* **RECORDS PROVIDED**
%%
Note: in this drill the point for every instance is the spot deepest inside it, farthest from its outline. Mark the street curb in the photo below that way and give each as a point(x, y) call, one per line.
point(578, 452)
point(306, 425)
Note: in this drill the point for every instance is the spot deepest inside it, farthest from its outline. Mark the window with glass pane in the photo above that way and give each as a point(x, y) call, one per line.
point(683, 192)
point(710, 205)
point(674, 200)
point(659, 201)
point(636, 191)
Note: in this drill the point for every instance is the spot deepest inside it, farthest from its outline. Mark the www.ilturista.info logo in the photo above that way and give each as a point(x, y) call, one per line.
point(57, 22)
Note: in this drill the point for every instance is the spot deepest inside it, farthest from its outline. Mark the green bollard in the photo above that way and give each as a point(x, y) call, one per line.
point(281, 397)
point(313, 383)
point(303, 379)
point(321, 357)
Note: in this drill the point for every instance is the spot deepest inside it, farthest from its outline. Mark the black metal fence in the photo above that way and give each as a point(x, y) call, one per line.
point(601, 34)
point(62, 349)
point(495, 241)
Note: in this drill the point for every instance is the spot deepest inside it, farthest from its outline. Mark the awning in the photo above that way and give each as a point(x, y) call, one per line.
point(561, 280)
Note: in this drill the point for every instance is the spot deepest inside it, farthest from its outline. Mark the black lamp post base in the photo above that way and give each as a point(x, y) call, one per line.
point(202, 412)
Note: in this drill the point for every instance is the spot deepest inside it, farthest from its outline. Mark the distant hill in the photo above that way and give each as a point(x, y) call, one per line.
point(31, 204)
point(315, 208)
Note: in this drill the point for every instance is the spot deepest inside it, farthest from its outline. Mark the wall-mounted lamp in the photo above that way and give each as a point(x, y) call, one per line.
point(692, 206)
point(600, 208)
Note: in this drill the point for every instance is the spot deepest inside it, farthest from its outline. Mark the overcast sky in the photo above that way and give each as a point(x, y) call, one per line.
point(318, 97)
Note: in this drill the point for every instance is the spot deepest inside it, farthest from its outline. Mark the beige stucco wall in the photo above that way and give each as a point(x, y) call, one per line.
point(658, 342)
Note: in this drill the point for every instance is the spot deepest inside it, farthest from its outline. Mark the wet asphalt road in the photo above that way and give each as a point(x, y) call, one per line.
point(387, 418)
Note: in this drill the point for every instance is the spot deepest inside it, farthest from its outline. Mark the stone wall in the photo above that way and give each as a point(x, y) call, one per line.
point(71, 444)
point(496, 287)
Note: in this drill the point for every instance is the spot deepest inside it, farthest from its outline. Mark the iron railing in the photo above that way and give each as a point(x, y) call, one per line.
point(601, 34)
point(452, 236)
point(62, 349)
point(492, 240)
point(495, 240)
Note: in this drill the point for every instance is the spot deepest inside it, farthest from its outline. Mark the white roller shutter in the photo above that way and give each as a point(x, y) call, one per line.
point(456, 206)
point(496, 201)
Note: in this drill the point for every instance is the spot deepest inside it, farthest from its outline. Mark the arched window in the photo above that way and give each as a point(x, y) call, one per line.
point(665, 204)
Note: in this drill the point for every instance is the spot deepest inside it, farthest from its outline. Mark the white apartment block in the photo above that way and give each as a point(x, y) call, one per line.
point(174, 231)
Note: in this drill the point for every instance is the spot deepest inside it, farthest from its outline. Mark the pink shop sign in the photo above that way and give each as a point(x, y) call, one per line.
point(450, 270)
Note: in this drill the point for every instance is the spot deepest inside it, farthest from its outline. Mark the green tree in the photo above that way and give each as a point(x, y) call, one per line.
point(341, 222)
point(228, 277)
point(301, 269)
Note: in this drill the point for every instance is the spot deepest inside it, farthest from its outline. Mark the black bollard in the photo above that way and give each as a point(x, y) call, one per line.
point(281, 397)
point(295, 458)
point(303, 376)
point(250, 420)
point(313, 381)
%%
* **EXERCISE INSTRUCTIONS**
Put every line of the listing above into a JSON array of strings, one string per line, and leave out any blank lines.

* **FULL OUTPUT**
[
  "Note: in this drill the point for every instance is the spot deepest inside it, farthest from its outline. Mark the street curb in the photo below that way and give each as a point(x, y) call, one per line.",
  "point(578, 452)",
  "point(306, 425)",
  "Note: in this drill the point for every instance is the spot deepest inside it, farthest from its outline. Mark the window with glass pane in the photo above that way and give each as a point(x, y) call, one per line.",
  "point(683, 192)",
  "point(710, 205)",
  "point(674, 200)",
  "point(659, 201)",
  "point(636, 191)",
  "Note: in this drill the point for every instance is the spot deepest inside it, farthest from its outline. Mark the www.ilturista.info logo in the photo above that way and give each as a point(x, y) call, one per line.",
  "point(57, 22)",
  "Note: in this drill the point for every instance is the spot deepest inside it, farthest from its outline. Mark the green bollard in the photo above that way and give each as a point(x, y) call, one per line.",
  "point(281, 397)",
  "point(313, 383)",
  "point(303, 379)",
  "point(321, 357)",
  "Note: in this drill the point for every instance is the spot deepest inside it, farthest from its outline. Mark the black metal fence in the photo above that way and give each as a point(x, y) call, one per line.",
  "point(601, 34)",
  "point(62, 349)",
  "point(495, 241)",
  "Note: in this drill the point for every instance is the spot deepest inside it, farthest from its outline. Mark the awning in the photo above that way and give each as a point(x, y) call, one per line.",
  "point(561, 280)",
  "Note: in this drill the point for every instance is the spot deepest inside it, farthest from its outline. Mark the black lamp post base in the photo above that way and give each as a point(x, y) call, one per line.",
  "point(202, 412)",
  "Note: in this drill the point for every instance is the spot deepest inside it, farthest from its outline. Mark the distant hill in the photo above that way and give each as a point(x, y) call, one per line.",
  "point(31, 204)",
  "point(315, 208)",
  "Note: in this drill the point for every instance is the spot deepest inside it, farthest from its outline. Mark the wall-mounted lamp in the photo above that way and give each as a point(x, y) call, one per line.",
  "point(692, 206)",
  "point(600, 208)",
  "Note: in this drill the point for every instance is the spot deepest inside it, farthest from its outline. Mark the overcast sky in the photo above that way and give each as a point(x, y) call, one per line.",
  "point(318, 97)",
  "Note: in this drill the point for every instance is the spot deepest inside it, farthest from its outline. Mark the beige stucco wall in the photo above that way and give each as a point(x, y) call, one per line.",
  "point(658, 342)",
  "Note: in this drill the point for every instance is the spot deepest inside it, farthest from its outline. Mark the wet asphalt road in the photo above that way and give each as a point(x, y) call, one per line.",
  "point(387, 418)",
  "Note: in this drill the point for every instance is the spot deepest inside it, farthest from its outline. Mark the stone wall in the photo above that way and give each as a point(x, y) call, one per line.",
  "point(71, 444)",
  "point(496, 287)",
  "Note: in this drill the point for every instance is the spot deepest inside it, farthest from its outline. Mark the iron railing in the photo above that way and give each as a point(x, y) call, one per line.",
  "point(601, 34)",
  "point(452, 236)",
  "point(62, 349)",
  "point(492, 240)",
  "point(495, 240)",
  "Note: in this drill the point for every instance is the spot deepest inside it, farthest from its outline. Mark the white roller shutter in the photo above that way and give each as a point(x, y) call, one per line.",
  "point(456, 206)",
  "point(496, 201)",
  "Note: in this drill the point for every instance is the spot deepest inside it, farthest from its outline. Mark the arched window in the photo above that way and give each as a point(x, y) call, one per line.",
  "point(665, 204)",
  "Note: in this drill the point for every instance is the spot deepest inside it, farthest from its outline. Mark the white apartment block in the photo above that way and give each as a point(x, y) call, one per line.",
  "point(174, 231)",
  "Note: in this drill the point for every instance is the spot deepest inside it, farthest from its outline. Mark the pink shop sign in the photo above that way and give each as a point(x, y) call, one per line.",
  "point(450, 270)",
  "Note: in this drill the point for every instance is the spot deepest inside it, farthest from its outline. Mark the green tree in the photo above that way and give each as a point(x, y) call, one per line.",
  "point(341, 222)",
  "point(228, 277)",
  "point(301, 269)",
  "Note: in this drill the point for every instance is the spot deepest inside it, farthest from its outline. Mark the black bollard in the photo above that way and give each as a point(x, y) call, one per line.",
  "point(281, 397)",
  "point(295, 458)",
  "point(303, 376)",
  "point(250, 420)",
  "point(313, 381)"
]